TEXT SEGMENT Start Marker

Outdoor dining, also known as al fresco dining or dining alfresco, is eating outside.

In temperate climates, al fresco dining is especially popular in the summer months when temperatures and weather are most favorable. It is a style of dining that is casual and often party-like in its atmosphere.

In order to promote and accommodate the pedestrian activity and vibrancy associated with al fresco dining, some communities have passed ordinances permitting it at restaurants, including the service of food and alcoholic beverages to customers at pavement tables, until late at night.

Etymology 
The phrase al fresco composed of two words, is borrowed from Italian for "in the cool/fresh [air]". It is not in current use in Italian to refer to dining outside. Instead, Italians use the phrases fuori ("outside", "outdoor") or all'aperto ("in the open [air]"). In Italian, the expression al fresco usually refers to spending time in jail.

TEXT SEGMENT End Marker
GIVEN ENTRIES Start Marker

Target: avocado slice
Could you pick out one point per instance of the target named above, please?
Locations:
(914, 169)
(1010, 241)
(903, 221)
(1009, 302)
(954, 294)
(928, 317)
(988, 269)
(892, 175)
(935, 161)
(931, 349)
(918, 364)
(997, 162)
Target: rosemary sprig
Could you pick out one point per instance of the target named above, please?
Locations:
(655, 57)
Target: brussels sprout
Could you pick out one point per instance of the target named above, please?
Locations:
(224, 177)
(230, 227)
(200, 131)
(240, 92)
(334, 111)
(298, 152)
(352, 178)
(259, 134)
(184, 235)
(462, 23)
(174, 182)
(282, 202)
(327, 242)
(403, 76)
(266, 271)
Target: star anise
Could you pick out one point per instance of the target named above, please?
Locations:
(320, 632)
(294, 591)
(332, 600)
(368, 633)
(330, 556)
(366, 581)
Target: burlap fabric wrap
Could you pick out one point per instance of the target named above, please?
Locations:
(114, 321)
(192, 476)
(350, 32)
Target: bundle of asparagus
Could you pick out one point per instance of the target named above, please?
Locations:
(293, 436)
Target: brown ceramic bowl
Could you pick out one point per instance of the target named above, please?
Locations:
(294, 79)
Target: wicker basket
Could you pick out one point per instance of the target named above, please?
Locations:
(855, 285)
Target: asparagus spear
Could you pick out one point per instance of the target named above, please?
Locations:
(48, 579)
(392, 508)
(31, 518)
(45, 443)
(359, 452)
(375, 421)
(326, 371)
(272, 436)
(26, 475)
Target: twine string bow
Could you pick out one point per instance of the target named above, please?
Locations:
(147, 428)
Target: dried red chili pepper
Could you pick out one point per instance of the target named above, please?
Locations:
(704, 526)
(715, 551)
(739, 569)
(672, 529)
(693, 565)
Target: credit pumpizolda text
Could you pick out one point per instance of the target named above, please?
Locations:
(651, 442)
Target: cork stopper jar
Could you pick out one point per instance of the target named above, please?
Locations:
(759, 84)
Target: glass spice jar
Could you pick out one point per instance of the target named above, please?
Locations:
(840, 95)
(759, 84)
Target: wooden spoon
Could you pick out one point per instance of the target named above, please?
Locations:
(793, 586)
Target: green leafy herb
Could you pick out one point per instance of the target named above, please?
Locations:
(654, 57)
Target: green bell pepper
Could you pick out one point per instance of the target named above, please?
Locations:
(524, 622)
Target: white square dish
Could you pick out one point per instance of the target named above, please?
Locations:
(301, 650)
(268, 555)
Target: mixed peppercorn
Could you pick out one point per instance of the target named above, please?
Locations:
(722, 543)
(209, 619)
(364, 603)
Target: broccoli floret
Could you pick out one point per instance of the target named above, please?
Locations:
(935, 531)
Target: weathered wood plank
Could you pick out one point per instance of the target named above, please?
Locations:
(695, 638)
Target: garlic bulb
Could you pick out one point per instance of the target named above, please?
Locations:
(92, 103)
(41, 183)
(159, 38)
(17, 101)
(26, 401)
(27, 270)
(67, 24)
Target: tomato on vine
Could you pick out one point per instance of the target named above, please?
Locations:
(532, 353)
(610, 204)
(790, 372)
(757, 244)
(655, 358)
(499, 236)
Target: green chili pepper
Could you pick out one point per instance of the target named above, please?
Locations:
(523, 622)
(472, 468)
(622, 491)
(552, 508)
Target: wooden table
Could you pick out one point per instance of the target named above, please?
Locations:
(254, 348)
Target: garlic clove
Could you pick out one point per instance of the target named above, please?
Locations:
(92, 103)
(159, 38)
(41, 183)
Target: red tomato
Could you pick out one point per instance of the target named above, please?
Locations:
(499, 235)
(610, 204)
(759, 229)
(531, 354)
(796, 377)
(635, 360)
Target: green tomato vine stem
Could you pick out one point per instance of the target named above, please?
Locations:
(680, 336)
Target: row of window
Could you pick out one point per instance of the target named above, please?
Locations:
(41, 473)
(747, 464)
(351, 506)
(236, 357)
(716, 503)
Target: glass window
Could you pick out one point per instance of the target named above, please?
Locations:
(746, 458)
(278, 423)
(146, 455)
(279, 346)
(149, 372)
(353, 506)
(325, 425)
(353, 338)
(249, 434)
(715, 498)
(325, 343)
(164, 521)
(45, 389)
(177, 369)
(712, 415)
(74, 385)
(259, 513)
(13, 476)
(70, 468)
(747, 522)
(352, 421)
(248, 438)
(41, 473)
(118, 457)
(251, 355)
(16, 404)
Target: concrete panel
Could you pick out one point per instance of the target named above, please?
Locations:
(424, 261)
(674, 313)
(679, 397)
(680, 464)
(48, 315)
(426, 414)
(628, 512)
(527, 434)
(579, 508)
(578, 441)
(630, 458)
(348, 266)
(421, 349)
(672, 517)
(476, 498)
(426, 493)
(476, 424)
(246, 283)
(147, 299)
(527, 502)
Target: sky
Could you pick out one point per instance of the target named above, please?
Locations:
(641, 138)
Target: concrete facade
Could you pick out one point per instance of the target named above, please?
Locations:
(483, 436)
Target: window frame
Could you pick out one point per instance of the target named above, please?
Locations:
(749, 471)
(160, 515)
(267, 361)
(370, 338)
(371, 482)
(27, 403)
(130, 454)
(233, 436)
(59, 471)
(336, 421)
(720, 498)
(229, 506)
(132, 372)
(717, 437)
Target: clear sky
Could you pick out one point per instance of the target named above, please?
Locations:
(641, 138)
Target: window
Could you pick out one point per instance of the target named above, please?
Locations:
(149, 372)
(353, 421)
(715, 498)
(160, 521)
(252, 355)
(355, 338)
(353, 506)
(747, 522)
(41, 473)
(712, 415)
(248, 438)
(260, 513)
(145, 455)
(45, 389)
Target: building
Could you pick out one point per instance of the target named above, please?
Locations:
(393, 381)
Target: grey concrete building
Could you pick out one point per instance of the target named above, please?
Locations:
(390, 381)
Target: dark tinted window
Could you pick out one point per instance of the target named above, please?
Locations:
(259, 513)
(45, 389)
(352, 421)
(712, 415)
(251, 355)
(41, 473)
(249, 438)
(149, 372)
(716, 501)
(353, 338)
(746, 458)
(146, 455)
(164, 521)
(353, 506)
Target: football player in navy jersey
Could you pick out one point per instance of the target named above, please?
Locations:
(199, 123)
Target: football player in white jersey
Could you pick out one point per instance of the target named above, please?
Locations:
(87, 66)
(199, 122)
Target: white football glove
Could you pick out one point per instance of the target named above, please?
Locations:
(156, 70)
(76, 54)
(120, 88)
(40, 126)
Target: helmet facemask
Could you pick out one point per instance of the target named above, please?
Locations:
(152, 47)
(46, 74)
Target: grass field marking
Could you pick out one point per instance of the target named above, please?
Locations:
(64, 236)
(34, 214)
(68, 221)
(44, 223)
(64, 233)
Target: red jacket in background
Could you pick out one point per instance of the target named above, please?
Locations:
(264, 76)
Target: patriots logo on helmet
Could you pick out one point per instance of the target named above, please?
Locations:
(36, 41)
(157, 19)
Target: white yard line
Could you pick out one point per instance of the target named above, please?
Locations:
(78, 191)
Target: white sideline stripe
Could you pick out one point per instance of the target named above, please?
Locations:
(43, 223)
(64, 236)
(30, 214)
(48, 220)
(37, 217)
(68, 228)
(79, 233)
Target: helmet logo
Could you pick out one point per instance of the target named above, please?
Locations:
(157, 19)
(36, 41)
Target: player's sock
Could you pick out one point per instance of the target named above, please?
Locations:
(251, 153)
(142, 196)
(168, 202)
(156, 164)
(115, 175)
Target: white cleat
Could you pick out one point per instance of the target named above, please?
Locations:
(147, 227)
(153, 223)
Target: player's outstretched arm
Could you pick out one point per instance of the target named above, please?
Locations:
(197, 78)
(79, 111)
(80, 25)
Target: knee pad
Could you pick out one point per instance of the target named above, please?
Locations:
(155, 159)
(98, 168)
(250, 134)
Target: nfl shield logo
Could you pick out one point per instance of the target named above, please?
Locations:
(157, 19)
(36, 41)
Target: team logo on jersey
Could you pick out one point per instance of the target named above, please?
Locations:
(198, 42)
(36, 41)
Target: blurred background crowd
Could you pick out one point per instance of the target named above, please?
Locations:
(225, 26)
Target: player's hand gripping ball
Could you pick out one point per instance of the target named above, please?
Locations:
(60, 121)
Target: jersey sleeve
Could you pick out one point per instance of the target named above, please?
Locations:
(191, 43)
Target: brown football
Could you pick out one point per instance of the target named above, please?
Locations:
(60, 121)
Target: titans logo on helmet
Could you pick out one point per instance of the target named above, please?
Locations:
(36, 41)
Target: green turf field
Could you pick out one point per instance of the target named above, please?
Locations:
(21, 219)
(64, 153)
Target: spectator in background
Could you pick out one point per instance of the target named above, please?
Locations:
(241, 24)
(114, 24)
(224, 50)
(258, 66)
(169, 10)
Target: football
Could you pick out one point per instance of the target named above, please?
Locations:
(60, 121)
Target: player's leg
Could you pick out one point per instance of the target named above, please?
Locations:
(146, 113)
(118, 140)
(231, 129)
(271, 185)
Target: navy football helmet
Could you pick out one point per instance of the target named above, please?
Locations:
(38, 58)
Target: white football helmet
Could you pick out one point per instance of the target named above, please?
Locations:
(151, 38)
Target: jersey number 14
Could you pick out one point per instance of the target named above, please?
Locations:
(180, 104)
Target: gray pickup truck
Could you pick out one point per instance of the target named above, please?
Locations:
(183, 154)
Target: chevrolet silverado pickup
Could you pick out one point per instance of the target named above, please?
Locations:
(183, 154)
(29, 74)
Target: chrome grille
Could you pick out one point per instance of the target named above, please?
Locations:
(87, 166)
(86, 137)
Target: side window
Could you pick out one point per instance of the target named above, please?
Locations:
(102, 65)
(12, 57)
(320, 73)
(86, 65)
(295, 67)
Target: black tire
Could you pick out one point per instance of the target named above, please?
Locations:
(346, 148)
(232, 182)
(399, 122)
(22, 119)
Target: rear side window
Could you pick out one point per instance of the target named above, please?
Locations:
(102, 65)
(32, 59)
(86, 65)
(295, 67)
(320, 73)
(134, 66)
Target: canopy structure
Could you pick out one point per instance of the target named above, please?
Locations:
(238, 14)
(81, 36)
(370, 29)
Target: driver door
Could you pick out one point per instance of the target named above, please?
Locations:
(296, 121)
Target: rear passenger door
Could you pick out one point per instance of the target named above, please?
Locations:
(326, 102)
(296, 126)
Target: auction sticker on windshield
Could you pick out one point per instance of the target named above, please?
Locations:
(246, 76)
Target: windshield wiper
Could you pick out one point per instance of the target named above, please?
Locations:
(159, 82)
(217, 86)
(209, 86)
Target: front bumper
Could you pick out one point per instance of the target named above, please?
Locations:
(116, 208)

GIVEN ENTRIES End Marker

◆ PARTS OF THE EXERCISE:
(1) Reproduce word for word the portion of the outdoor dining passage that begins with the words containing "In temperate climates, al" and ends with "time in jail.".
(2) Name every Italian word or phrase that the outdoor dining passage quotes.

◆ TASK SOLUTIONS:
(1)
In temperate climates, al fresco dining is especially popular in the summer months when temperatures and weather are most favorable. It is a style of dining that is casual and often party-like in its atmosphere.

In order to promote and accommodate the pedestrian activity and vibrancy associated with al fresco dining, some communities have passed ordinances permitting it at restaurants, including the service of food and alcoholic beverages to customers at pavement tables, until late at night.

Etymology 
The phrase al fresco composed of two words, is borrowed from Italian for "in the cool/fresh [air]". It is not in current use in Italian to refer to dining outside. Instead, Italians use the phrases fuori ("outside", "outdoor") or all'aperto ("in the open [air]"). In Italian, the expression al fresco usually refers to spending time in jail.

(2)
al fresco
fuori
all'aperto